How do we know whether the LTE signal detected by a cellular modem containing a Super SIM is good or bad?
This can be a very difficult question to answer. Modem vendors provide simple numerical indicators, but the calculations behind the values are complex, are the result of significant numbers of field trials, and require a solid grounding in physics, communications theory and the LTE specification to fully understand.
Additionally, any given measurement is highly dependent on the radio conditions at the location where the readings were taken: how far the modem is from surrounding cells, the local atmospheric conditions, the presence of signal blockers between the modem and the cell, eg. walls and metallic structures, and whether the modem is stationary or in motion inside a vehicle.
Fortunately, cellular communications technology was developed specifically to cater for these factors. Cellular modems — ‘User Equipment’ (UE) in the jargon — continuously monitor signals transmitted by all nearby cell towers so that they can always connect to the one with the best signal. LTE technology includes reference signals which a modem uses to assess the state of the connection to a given cell tower in a standard way.
A modem determines which tower to connect to on the basis of a value called RSRP (Reference Signal Received Power). This is the measured power of the LTE reference signals spread across the broadband and narrowband portions of the spectrum. RSRP values, presented in dBm, are always negative, and the higher the number, ie. the closer to zero it is, the higher the power of the signal.
The LTE specification defines a second value, RSRQ (Reference Signal Received Quality), as the ratio of the carrier power to the interference power: essentially this is a signal-noise ratio measured using a standard signal. A connection with a high RSRQ should be good, even if the RSRP is low: the modem is able to extract the information in the weak signal because of minimal noise.
With RSRP values for all the nearby towers, the modem chooses the tower with the best RSRP. If two towers’ RSRP values are too close to call, the modem uses RSRQ as the basis for its choice.
There are other values that are often discussed in the context of cellular signal strength, including RSSI and SINR, but these are not formally defined in the LTE specification and so are not comparable across modems from different manufacturers. RSRP and RSRQ are the only values you should use to compare the signal-handling performance of modems from different suppliers because only these are part of the LTE specification and are defined using signals sent by every cell tower.
★ ★ ★ ★
_Required actions_.
a – In the LTE signal text, what does the abbreviation RSRP stand for?
b – Decide whether each statement agrees with the LTE signal text, and quote the words that settle it: (i) RSRP values are always positive; (ii) when two towers' RSRP values are too close to call, the modem relies on RSRQ; (iii) RSSI and SINR are formally defined in the LTE specification.
c – Extend the LTE signal text past its final sentence.
The entries after the LTE signal text come from a separate source.

Saved data entries
★ ★ ★ ★
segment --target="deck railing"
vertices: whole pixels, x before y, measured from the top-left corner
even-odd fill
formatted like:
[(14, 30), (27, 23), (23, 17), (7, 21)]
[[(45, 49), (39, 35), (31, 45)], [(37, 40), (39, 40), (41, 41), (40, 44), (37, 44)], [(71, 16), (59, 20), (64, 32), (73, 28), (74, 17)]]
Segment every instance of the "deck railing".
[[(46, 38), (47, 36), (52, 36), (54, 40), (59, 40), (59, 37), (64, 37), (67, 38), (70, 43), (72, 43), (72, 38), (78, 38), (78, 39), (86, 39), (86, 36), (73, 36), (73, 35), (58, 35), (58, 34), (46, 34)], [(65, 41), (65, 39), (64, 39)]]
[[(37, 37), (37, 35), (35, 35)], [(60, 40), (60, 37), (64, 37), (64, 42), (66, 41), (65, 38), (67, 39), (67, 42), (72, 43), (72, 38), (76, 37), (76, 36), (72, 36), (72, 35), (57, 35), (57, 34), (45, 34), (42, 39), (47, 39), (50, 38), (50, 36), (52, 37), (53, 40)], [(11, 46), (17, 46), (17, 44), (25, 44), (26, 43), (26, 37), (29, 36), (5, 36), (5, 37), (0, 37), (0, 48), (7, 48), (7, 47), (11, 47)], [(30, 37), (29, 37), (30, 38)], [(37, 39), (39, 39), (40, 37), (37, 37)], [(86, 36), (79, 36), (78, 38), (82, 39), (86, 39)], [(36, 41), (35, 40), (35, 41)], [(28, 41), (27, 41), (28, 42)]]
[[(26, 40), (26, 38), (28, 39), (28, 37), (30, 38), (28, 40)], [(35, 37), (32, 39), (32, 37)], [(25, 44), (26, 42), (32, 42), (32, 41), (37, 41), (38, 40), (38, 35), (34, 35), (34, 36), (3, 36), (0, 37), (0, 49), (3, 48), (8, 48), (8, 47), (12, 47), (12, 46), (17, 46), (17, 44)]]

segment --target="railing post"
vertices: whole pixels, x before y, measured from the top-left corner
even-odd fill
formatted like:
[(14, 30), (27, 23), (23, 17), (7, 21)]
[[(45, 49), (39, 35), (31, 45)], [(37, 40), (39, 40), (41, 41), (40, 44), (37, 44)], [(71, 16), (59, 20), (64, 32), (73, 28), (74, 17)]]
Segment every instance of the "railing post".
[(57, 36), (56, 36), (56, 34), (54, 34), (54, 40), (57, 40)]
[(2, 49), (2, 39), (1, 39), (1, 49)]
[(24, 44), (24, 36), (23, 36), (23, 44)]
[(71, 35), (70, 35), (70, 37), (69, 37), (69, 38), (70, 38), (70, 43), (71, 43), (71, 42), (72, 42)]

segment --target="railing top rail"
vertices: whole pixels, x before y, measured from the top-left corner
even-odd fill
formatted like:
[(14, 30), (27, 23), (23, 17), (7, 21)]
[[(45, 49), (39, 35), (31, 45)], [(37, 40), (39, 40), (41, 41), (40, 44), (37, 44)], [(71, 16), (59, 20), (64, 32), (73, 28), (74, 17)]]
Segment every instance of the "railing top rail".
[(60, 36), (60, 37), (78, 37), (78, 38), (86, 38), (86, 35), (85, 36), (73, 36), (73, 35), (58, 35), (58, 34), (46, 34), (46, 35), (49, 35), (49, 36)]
★ ★ ★ ★
_Solved problems_.
a – Reference Signal Received Power.

b –
(i) No: "RSRP values, presented in dBm, are always negative"
(ii) Yes: "If two towers’ RSRP values are too close to call, the modem uses RSRQ as the basis for its choice."
(iii) No: "these are not formally defined in the LTE specification"

c –
Now, because the RSRP and RSRQ values are continuously being determined by the modem, they can be read back by the application. For the Quectel BG96, the cellular modem supported by the imp006 module, the AT command
QCSQ (short for Query and Report Signal Strength) can be used:
This will return a string like:
The first field in the response is the current LTE mode; the latest RSRP and RSRQ values are found in fields three and five, respectively. The other fields’ values are non-standard, so are not described here.
It’s important to note that modems typically require a little time to gather data and generate RSRP and RSRQ values. If you read RSRP and RSRQ numbers immediately after boot, you are likely to receive default values.
The BG96’s AT command to read back the standard signal strength values is unique to the modem. Other devices have different commands. For example, u-blox modems offer the AT commands
VZWRSRQ to retrieve these values.
As a rough guide, Quectel defines the following quality metric for the quality of the connection between a BG96 and a cell tower:
|RF Quality||RSRP (dbm)||RSRQ (dB)|
|Excellent||>= -80||>= -10|
|Good||-80 to -90||-10 to -15|
|'Mid Cell'||-90 to -100||-15 to -20|
|'Cell Edge'||< -100||< -20|
Other vendors will have different quality values for given ranges of RSRP and RSRQ. These quality values will depend on the particular abilities of the modem: essentially how well it can extract signal.
How can an application make use of these values? Using the table above — and assuming you’re working with a Quectel BG96 modem, of course — you can read back the RSRP and RSRQ values after the modem has run been connected for a short time and use them to present a ‘connection quality’ indicator to end-users such as a line of LEDs, a single mult-color LED, or an on-display icon. You can translate these values into a four-bar indicator of the kind shown by cellphones.
Quectel’s values aren’t totally qualitative: they also give an indication of how the signal strength and quality drops off as the modem moves away from the tower toward the edge of its cell. Likewise your device UI can signal to the end-user that they may wish to move the device closer to the cell. Rising RSRP and RSRQ values show they are moving in the right direction.
As we’ve seen, though, it’s important to remember that these values are not absolute: they can change as the modem changes from one cell tower to another, or because of transitory phenomena affecting the radio signal, such as weather conditions or the addition of large physical objects between device and cell tower. Signal values indicating an ‘excellent’ connection cannot prevent a sudden but brief loss of connectivity.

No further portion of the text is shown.